- [Recorded data]
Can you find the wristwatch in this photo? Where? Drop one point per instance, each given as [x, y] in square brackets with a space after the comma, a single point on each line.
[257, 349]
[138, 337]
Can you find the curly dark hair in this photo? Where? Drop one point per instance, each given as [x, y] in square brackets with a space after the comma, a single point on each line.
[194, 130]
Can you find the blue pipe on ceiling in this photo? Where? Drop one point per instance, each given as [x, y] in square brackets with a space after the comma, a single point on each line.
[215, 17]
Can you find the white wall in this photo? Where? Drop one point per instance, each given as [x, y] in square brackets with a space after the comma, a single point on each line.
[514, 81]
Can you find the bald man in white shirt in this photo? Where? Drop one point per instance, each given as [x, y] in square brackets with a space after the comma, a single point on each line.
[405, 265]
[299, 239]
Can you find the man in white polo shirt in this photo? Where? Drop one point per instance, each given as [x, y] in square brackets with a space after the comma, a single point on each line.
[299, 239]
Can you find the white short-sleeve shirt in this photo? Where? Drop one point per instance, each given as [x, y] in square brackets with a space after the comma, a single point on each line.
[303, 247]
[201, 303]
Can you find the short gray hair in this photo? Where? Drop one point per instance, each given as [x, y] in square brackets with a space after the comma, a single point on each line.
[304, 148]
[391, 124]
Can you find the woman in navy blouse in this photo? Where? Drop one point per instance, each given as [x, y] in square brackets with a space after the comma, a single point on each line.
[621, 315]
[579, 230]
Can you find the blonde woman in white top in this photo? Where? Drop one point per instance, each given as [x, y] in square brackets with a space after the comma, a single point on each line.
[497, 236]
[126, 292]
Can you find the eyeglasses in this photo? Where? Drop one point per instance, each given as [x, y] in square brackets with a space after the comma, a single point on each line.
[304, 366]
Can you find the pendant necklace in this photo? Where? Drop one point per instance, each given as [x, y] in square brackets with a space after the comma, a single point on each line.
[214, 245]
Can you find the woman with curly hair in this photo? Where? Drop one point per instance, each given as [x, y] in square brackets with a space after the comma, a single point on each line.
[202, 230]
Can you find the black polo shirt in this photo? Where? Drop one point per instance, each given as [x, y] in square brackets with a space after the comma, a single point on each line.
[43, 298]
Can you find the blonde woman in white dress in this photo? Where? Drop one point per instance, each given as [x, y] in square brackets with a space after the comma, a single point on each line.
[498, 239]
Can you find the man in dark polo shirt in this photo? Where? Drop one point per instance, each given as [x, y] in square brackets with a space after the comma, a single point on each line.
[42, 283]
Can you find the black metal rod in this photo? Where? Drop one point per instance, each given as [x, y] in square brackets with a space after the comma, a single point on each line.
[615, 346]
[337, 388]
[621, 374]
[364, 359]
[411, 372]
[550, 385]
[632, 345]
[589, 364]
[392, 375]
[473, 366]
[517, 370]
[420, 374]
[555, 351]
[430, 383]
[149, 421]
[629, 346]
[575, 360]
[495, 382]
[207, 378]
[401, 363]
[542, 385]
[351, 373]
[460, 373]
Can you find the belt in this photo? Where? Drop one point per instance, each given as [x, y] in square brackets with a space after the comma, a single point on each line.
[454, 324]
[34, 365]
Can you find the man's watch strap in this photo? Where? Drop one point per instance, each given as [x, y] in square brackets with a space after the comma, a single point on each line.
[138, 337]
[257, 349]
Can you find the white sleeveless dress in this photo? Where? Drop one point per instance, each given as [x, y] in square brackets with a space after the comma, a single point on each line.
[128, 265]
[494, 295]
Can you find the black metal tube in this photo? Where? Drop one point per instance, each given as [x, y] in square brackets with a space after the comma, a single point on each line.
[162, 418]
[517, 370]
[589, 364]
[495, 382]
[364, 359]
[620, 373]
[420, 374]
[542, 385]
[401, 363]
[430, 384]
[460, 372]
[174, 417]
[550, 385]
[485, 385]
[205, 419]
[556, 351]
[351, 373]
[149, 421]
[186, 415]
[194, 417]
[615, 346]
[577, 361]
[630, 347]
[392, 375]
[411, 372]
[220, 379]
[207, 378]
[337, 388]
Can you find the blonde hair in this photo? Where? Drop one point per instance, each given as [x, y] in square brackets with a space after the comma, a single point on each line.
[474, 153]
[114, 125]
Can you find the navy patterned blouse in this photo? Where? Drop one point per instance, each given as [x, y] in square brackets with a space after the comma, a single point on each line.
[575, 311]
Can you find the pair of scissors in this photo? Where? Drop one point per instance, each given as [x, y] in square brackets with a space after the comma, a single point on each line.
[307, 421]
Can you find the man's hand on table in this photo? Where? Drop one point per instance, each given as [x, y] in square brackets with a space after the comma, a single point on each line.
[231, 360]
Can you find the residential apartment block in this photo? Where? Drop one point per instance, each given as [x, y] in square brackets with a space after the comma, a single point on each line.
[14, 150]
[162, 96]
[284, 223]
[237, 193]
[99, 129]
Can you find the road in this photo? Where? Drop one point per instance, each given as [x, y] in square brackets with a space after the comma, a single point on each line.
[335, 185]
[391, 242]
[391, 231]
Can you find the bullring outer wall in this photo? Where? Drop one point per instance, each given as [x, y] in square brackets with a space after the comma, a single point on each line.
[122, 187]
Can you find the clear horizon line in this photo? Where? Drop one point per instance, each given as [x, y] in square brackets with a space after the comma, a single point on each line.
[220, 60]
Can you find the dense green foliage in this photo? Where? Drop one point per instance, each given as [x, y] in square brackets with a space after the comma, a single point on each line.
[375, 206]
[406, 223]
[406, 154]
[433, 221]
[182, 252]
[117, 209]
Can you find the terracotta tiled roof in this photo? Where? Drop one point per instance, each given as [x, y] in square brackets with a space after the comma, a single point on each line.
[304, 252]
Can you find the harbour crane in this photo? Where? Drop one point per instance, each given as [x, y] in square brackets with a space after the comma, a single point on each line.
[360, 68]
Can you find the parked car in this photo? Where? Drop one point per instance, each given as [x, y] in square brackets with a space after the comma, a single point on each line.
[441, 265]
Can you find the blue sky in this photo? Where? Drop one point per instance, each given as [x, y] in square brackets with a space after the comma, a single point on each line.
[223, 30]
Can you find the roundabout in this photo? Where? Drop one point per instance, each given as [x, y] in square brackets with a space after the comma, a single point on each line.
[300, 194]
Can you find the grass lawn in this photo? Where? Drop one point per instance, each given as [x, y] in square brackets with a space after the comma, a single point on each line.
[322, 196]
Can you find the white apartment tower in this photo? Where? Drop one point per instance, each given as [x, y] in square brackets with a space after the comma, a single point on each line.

- [Try it]
Exact copies are needed of the line with "Can you find the parked" and each line after it through the end of the material above.

- [Expected answer]
Can you find the parked car in this photo? Where? Drop one point per instance, each given as [x, y] in square brackets with a space after the comma, a single point on each line.
[441, 265]
Can you find the blue sky in this photo? Where? Drop one point per instance, each given as [x, y] in square brackets with a space after the comma, a single point on each line.
[223, 30]
Can you find the roundabout in this photo? Where? Drop one point per instance, each given as [x, y] in square brackets with a space after the comma, a single point on each line.
[300, 194]
Can you find the grass lawn in this photo? Where? Drop one point per instance, each given as [x, y] in square brackets with a space after the comma, a single point on each line.
[322, 196]
Can you find the white apartment tower in this photo? Where? Drop one point per instance, each given as [x, y] in square brackets with a space after the comma, a single point on each line.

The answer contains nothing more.